__SHORT TASK__: Collect every line in the data below that contains the word "face". Copy each of those lines word for word.

__DATASET CONTENT__:
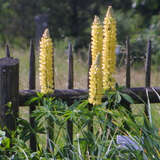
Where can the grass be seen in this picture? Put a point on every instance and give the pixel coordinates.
(80, 74)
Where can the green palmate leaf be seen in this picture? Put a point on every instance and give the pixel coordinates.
(127, 98)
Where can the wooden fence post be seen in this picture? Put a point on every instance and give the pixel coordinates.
(70, 86)
(9, 91)
(148, 79)
(32, 85)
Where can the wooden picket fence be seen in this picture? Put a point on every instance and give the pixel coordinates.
(10, 93)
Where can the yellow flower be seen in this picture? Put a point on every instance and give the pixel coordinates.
(95, 82)
(96, 38)
(108, 53)
(46, 63)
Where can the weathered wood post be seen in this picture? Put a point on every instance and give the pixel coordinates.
(70, 86)
(32, 85)
(9, 91)
(148, 79)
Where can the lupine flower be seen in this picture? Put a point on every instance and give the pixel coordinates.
(96, 38)
(108, 53)
(46, 63)
(95, 82)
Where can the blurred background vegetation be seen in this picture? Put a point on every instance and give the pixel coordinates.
(71, 19)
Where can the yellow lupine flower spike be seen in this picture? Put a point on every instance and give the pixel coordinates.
(108, 53)
(95, 82)
(96, 38)
(46, 63)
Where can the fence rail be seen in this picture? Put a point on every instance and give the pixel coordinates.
(9, 91)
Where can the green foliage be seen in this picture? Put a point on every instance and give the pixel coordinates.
(109, 120)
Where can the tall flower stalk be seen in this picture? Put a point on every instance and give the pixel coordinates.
(95, 74)
(96, 38)
(108, 53)
(95, 85)
(46, 63)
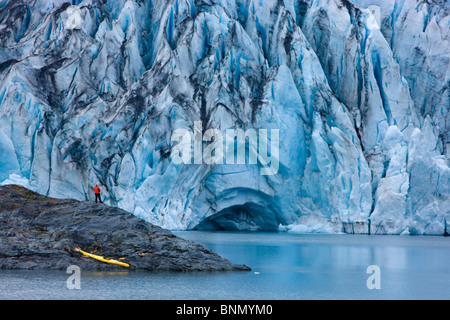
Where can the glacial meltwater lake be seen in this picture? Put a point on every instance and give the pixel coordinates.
(284, 266)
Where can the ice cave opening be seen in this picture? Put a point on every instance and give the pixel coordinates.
(246, 217)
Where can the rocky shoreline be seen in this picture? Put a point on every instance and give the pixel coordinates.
(38, 232)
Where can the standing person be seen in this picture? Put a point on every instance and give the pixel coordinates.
(97, 194)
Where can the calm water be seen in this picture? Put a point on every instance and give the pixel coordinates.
(284, 266)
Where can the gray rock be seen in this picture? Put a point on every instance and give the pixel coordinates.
(38, 232)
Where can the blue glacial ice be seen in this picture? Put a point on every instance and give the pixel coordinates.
(361, 109)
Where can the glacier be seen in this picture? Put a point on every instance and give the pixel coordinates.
(361, 109)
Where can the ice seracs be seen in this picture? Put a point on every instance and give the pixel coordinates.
(363, 127)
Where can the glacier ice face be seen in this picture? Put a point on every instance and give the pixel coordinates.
(98, 105)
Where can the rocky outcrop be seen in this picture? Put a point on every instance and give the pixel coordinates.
(38, 232)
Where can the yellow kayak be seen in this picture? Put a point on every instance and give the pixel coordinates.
(102, 259)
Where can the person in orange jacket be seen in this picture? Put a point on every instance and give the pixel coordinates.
(97, 194)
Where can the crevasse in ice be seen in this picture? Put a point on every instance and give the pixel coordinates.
(361, 109)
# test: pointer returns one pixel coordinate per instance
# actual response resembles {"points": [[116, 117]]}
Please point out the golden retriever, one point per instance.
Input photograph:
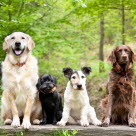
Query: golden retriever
{"points": [[20, 102]]}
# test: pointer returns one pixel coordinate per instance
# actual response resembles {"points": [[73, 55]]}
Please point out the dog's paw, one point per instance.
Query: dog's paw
{"points": [[97, 123], [104, 124], [132, 125], [26, 124], [15, 122], [36, 122], [43, 123], [61, 123], [7, 122], [84, 123]]}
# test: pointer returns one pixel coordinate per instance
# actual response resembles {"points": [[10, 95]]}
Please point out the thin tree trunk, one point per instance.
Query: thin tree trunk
{"points": [[123, 23], [9, 12], [101, 54], [21, 8]]}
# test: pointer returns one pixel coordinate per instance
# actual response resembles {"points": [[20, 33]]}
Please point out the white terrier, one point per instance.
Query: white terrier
{"points": [[76, 101]]}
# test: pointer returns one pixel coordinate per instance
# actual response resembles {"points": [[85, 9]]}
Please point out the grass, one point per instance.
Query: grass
{"points": [[54, 133]]}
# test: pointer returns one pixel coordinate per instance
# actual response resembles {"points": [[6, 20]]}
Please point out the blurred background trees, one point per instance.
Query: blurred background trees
{"points": [[71, 33]]}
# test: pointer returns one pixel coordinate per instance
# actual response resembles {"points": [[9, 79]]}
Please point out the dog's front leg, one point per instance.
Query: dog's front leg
{"points": [[84, 120], [65, 115], [16, 120], [132, 111], [44, 120], [93, 117], [107, 113], [26, 120]]}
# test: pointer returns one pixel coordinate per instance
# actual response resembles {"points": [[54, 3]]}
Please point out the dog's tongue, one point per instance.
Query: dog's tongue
{"points": [[17, 52]]}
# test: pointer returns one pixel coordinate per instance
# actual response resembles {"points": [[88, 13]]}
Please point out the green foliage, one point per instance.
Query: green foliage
{"points": [[65, 133]]}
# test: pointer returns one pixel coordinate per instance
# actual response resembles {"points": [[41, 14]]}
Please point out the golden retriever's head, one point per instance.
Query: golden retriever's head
{"points": [[17, 43]]}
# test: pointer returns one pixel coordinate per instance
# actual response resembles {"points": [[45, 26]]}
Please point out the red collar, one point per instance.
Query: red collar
{"points": [[20, 64]]}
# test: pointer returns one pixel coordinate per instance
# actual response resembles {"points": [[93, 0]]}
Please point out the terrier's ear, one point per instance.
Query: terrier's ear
{"points": [[86, 70], [67, 72]]}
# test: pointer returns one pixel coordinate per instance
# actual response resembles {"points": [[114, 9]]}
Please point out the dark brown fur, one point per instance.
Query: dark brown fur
{"points": [[119, 106]]}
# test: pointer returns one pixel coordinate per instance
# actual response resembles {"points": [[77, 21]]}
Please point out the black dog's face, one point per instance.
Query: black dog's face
{"points": [[46, 83]]}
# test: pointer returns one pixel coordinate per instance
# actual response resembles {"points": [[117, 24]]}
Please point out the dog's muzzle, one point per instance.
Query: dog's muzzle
{"points": [[17, 49]]}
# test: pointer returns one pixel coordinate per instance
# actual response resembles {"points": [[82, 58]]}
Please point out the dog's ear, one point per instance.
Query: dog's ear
{"points": [[5, 44], [112, 57], [38, 84], [67, 72], [132, 55], [54, 79], [86, 70], [31, 43]]}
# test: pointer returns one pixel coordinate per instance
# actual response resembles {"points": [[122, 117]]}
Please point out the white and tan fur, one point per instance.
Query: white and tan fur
{"points": [[20, 96], [76, 101]]}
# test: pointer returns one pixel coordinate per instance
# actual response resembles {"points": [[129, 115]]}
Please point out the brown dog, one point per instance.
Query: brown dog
{"points": [[119, 106]]}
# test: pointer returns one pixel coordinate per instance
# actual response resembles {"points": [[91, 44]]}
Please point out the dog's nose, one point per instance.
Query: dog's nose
{"points": [[79, 85], [124, 56], [17, 44]]}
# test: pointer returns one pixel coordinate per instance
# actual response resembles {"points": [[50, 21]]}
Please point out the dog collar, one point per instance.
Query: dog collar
{"points": [[20, 64], [42, 92]]}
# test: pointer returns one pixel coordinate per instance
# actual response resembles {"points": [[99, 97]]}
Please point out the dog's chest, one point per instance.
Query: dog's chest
{"points": [[77, 101], [48, 101]]}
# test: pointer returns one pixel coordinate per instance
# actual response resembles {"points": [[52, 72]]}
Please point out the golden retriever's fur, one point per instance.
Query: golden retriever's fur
{"points": [[20, 97]]}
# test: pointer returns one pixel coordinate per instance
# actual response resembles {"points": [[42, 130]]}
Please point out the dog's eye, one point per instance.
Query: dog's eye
{"points": [[12, 37], [73, 77]]}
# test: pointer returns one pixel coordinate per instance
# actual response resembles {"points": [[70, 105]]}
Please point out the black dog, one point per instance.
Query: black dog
{"points": [[50, 99]]}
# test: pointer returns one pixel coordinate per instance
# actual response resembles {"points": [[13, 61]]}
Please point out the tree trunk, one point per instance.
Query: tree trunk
{"points": [[101, 54], [123, 23]]}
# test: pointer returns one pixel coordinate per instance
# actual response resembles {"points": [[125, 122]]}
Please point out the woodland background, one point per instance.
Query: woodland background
{"points": [[72, 33]]}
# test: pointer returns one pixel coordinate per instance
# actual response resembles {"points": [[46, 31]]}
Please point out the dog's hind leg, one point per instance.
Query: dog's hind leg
{"points": [[92, 116], [6, 113], [71, 121], [36, 114]]}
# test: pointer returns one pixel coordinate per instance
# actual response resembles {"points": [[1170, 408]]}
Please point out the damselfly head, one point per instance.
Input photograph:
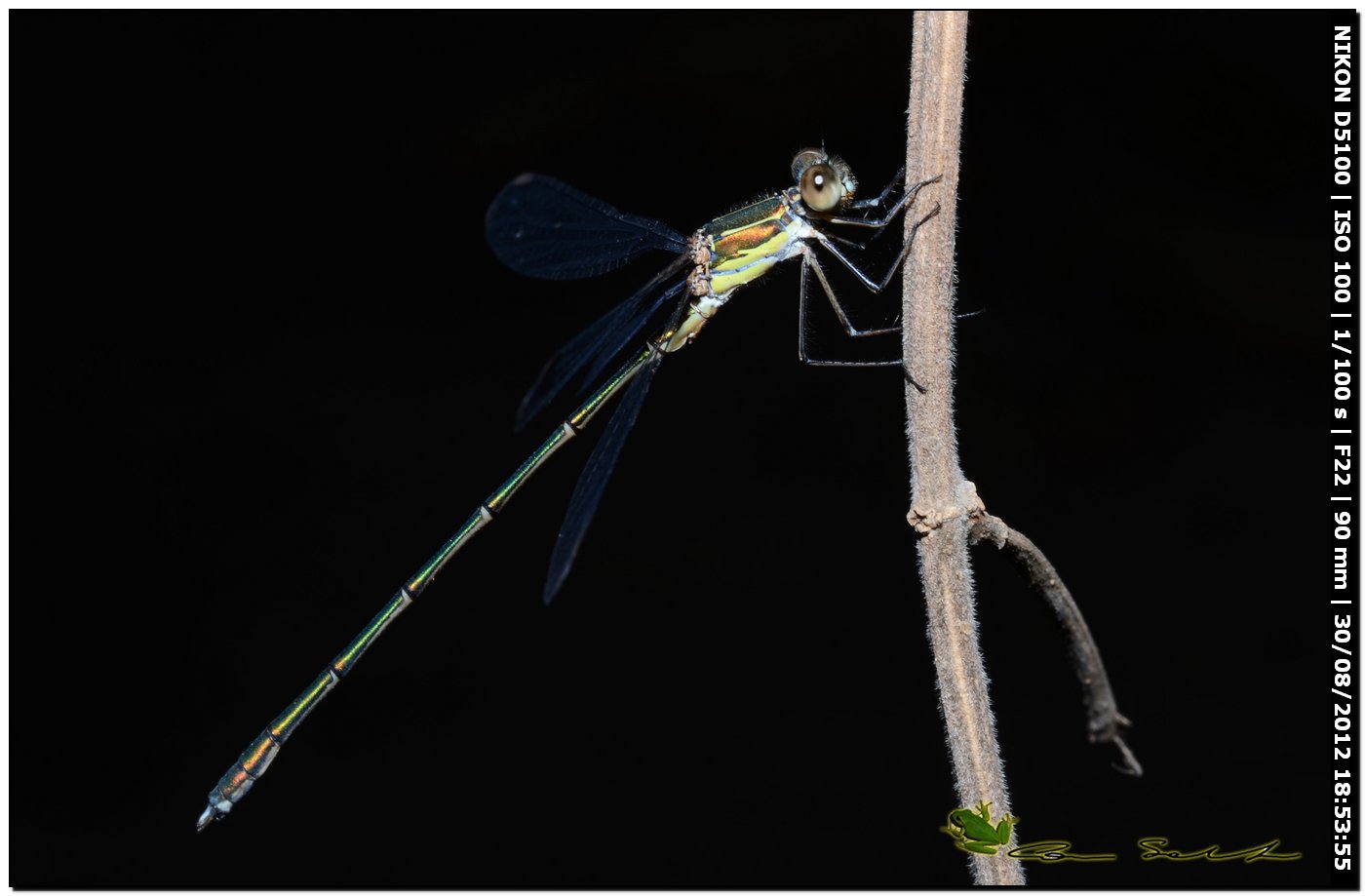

__EXERCISE RESULT__:
Where can the glacier ice face be seen in this picture? Put a point on every instance and give the pixel coordinates.
Please point out the black dog's face, one point per instance.
Query: black dog's face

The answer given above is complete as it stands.